## What you will do
Please retype all of the entries that follow, leaving the images out.

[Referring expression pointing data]
------------------------------
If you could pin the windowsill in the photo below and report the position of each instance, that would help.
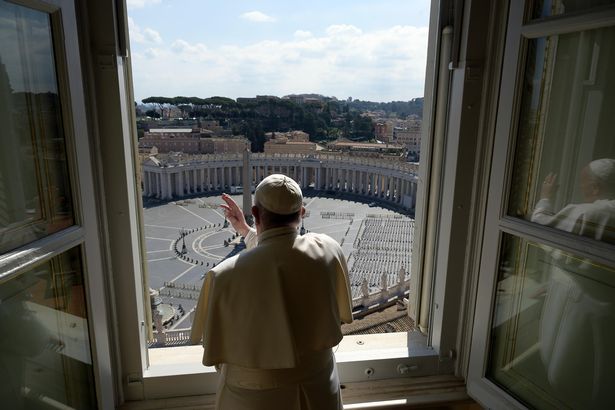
(185, 360)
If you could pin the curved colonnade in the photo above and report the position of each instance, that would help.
(392, 181)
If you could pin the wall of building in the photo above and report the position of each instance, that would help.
(393, 182)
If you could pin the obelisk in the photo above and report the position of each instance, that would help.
(246, 178)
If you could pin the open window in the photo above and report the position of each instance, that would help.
(543, 326)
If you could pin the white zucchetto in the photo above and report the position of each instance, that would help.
------------------------------
## Final answer
If you could pin the windowsill in the photo below and report the position of each instance, that would help.
(185, 360)
If you could pin the curved colonnade in the photo above and report the position of each instance, that would help.
(392, 181)
If you could pin the wall of building in the photo above and report the position of each instance, that would help.
(393, 182)
If you could pin the obelisk in the photo above and report the position of each instance, that would help.
(246, 178)
If you could pin the open window in the photo above and report the position of each instance, that would help.
(543, 326)
If you could pin the white zucchetto in the photo above and report the position of each instance, that would help.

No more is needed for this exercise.